┌──
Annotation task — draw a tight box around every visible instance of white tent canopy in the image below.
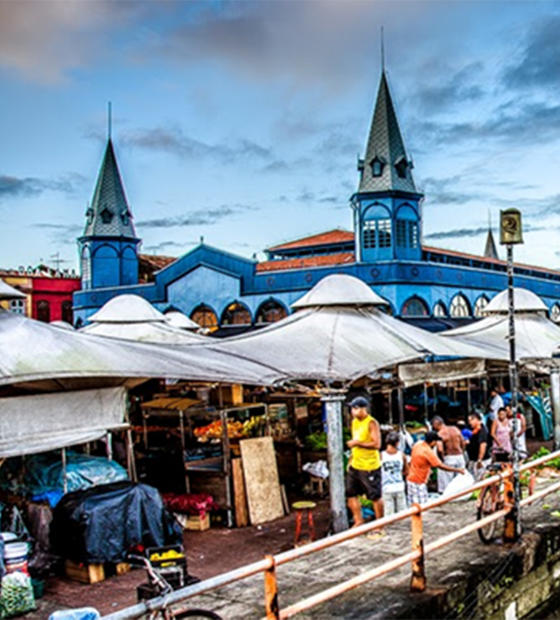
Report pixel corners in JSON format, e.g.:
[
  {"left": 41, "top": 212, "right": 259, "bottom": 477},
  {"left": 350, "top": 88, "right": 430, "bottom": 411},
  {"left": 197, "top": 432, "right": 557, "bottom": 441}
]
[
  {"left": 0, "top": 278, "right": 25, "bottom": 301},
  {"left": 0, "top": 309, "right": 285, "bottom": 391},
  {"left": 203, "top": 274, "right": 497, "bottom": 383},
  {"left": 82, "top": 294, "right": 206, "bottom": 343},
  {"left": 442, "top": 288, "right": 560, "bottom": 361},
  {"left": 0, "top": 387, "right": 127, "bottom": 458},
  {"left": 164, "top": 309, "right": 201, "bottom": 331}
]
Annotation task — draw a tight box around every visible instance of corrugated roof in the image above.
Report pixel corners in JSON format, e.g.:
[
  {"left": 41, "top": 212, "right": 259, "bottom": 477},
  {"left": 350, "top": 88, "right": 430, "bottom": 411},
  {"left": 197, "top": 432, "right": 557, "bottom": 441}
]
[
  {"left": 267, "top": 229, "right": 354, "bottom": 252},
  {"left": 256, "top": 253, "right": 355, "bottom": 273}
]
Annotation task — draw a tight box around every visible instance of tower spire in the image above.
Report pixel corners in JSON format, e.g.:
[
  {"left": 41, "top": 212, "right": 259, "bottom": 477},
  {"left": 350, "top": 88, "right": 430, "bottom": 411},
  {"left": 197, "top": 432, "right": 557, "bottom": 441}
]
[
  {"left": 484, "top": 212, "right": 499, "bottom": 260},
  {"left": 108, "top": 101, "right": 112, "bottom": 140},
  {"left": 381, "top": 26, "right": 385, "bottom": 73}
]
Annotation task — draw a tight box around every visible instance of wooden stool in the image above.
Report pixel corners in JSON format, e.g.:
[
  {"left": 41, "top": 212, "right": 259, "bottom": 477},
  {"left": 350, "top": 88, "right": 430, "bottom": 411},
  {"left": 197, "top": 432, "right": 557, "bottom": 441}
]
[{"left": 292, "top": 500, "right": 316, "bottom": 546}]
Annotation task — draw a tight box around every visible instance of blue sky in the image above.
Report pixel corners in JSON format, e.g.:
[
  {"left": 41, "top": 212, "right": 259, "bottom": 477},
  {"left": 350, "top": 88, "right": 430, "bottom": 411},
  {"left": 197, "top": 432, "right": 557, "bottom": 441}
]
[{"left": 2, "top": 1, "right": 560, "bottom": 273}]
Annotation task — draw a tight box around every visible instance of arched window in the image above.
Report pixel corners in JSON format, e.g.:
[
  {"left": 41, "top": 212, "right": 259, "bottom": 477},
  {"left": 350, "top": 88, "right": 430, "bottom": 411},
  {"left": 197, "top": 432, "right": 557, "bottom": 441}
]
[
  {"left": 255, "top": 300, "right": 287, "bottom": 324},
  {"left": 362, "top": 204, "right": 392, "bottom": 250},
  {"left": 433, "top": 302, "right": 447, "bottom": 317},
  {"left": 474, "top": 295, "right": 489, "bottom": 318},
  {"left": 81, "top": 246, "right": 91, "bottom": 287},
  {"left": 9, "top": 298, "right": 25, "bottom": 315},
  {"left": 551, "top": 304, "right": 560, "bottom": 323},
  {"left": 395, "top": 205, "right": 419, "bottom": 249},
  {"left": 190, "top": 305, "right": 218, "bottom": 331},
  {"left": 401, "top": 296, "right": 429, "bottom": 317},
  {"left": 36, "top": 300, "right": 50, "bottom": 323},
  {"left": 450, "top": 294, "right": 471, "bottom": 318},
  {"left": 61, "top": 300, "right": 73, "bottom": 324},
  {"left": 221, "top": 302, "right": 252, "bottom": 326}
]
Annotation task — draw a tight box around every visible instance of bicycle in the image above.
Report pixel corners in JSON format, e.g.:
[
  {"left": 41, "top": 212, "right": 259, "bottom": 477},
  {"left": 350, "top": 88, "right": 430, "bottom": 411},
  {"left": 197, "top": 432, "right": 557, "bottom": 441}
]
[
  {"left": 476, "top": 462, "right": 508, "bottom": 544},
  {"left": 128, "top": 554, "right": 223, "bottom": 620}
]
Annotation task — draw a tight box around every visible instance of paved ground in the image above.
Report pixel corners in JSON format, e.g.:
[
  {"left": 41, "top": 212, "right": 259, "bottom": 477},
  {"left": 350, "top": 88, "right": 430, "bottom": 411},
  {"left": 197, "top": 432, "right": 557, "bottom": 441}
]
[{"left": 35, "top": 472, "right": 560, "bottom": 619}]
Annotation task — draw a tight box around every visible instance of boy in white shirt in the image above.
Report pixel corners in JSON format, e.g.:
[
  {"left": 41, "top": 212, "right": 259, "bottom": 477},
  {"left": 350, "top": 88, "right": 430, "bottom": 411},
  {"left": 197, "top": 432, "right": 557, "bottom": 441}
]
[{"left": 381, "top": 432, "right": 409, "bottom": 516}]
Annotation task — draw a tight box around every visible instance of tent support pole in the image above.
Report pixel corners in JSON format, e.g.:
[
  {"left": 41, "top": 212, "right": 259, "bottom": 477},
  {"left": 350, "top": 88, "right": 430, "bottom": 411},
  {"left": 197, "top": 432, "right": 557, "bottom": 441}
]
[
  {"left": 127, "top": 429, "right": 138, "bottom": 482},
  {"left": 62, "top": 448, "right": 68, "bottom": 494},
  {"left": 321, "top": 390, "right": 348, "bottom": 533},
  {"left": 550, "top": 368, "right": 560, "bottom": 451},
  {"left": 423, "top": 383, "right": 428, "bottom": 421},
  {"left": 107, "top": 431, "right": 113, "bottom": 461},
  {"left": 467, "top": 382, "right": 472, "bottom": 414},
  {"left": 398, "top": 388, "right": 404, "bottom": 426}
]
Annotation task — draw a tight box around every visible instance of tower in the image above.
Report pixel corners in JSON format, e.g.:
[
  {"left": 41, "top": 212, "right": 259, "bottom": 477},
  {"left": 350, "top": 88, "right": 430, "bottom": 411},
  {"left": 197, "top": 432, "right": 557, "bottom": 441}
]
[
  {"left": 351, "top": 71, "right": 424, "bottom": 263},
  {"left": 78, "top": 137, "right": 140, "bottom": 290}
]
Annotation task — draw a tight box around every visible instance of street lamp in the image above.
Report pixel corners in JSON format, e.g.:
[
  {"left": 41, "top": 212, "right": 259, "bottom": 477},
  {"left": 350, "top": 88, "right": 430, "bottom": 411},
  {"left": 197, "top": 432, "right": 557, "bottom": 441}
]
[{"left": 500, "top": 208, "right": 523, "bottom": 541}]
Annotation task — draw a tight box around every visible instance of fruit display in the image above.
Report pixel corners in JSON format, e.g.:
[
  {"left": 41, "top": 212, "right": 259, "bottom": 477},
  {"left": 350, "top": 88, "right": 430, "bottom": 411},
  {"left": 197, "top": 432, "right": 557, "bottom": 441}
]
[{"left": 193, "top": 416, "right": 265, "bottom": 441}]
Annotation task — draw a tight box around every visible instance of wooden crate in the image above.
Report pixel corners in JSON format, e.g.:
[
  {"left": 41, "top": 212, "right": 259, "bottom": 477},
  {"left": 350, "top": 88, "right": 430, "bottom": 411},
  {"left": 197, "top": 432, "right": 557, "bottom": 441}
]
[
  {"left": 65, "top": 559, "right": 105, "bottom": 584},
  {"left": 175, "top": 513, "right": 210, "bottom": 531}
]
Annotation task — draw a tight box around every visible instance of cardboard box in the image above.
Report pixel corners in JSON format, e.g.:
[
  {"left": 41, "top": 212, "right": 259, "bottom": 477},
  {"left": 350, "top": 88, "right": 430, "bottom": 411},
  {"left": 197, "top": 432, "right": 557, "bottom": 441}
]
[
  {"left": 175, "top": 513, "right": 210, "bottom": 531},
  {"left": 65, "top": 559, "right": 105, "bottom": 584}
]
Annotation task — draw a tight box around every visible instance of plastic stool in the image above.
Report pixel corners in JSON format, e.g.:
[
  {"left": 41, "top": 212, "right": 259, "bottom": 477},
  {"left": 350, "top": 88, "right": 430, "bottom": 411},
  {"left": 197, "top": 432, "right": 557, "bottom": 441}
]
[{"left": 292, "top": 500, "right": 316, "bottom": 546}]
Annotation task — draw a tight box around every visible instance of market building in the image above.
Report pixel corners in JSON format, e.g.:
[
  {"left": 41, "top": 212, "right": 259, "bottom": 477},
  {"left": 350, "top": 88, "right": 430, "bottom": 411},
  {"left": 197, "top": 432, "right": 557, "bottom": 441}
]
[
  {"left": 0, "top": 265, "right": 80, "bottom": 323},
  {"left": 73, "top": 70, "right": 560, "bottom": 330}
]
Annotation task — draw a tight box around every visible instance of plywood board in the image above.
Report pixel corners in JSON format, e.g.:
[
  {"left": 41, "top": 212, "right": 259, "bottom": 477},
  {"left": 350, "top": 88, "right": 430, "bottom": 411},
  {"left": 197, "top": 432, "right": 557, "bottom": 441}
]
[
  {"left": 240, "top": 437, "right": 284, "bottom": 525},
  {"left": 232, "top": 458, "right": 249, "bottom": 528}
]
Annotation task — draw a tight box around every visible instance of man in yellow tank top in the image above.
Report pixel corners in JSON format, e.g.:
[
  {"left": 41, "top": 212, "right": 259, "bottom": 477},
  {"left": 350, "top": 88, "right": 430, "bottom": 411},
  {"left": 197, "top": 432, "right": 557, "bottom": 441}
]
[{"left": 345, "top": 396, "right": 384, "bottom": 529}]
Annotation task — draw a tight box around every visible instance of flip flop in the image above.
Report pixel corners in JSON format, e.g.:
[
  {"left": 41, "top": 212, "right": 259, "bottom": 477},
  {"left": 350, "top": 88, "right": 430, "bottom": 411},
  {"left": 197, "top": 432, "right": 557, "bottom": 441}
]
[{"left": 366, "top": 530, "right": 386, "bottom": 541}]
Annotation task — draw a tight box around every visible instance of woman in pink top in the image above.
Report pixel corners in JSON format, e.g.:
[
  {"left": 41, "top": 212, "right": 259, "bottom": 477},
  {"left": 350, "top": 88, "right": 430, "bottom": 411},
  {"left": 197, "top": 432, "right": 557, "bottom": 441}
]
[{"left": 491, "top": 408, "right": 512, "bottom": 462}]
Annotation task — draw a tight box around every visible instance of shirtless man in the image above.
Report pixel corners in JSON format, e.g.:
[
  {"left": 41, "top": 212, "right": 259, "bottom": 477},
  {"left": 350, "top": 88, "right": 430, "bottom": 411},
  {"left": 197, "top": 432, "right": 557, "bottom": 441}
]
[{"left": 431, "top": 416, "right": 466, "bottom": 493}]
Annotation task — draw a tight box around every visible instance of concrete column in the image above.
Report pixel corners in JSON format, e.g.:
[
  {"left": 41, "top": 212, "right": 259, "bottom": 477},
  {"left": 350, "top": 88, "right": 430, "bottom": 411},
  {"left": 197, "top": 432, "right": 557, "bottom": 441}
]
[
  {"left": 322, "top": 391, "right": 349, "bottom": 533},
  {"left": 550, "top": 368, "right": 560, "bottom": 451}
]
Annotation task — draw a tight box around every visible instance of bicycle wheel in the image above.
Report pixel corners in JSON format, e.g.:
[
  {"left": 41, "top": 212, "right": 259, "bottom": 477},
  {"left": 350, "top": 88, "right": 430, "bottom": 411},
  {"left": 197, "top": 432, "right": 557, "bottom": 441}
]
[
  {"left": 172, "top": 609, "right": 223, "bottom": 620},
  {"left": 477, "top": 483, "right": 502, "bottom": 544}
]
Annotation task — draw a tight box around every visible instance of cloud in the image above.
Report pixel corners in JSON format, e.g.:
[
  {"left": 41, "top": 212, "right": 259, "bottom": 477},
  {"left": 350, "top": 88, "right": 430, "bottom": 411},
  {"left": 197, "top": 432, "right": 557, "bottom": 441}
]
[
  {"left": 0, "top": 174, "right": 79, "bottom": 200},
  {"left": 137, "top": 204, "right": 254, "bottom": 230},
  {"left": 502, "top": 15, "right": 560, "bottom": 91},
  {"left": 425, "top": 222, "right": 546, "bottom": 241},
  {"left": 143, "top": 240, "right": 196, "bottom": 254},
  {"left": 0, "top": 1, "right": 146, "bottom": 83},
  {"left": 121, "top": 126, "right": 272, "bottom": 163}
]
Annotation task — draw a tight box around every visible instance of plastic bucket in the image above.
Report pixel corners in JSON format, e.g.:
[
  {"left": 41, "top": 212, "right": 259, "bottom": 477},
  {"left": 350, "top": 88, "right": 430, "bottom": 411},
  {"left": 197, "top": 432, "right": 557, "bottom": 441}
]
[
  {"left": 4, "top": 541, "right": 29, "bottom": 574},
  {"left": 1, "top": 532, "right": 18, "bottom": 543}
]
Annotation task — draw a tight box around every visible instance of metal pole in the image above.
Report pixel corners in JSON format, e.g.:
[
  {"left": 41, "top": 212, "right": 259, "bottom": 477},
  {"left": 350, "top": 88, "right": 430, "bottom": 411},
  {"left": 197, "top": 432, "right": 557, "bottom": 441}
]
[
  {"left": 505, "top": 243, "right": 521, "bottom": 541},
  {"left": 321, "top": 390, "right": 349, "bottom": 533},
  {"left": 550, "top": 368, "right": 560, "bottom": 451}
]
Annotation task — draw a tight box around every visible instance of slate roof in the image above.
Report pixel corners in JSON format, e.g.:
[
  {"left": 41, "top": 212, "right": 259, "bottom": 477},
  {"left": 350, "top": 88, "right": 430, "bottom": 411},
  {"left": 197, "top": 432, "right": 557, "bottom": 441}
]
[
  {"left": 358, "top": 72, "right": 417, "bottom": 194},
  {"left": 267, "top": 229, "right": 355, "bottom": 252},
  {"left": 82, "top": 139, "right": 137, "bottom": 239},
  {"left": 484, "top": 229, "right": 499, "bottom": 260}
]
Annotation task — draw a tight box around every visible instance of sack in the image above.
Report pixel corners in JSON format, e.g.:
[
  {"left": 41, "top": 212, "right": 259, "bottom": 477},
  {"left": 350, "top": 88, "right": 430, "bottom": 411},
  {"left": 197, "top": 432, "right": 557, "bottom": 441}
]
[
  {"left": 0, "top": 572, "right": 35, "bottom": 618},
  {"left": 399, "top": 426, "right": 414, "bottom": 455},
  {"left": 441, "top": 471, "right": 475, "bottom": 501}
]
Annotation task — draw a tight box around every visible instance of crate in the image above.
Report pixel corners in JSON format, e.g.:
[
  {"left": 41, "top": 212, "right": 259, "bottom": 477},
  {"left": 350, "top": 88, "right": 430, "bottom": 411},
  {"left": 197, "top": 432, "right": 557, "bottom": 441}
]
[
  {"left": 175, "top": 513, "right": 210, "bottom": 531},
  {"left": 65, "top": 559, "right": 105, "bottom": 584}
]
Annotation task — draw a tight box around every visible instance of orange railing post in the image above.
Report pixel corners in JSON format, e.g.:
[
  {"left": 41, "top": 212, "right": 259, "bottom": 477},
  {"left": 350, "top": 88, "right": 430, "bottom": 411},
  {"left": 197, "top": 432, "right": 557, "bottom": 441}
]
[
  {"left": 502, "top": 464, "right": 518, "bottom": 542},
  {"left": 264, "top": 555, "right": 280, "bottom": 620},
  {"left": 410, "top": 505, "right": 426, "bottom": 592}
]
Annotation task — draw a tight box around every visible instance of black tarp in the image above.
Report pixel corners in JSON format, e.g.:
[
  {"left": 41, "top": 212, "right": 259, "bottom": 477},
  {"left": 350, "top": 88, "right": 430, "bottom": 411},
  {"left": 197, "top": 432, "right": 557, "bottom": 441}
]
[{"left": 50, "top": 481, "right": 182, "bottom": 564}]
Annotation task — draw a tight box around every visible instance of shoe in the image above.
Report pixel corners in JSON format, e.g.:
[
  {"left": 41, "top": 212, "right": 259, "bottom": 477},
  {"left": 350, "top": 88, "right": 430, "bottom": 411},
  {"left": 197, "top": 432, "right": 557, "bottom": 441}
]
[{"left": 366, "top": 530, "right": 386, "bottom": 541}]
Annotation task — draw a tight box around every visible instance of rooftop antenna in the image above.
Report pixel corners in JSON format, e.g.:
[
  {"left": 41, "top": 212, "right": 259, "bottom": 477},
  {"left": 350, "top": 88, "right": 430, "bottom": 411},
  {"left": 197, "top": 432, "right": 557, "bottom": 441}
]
└──
Work required ::
Collect the complete line wherever the string "bicycle" appears in the records.

Finished task ::
Annotation task — draw a tight box around every visible instance of bicycle in the image above.
Annotation task — draw a tight box around every visible instance of bicycle wheel in the image above.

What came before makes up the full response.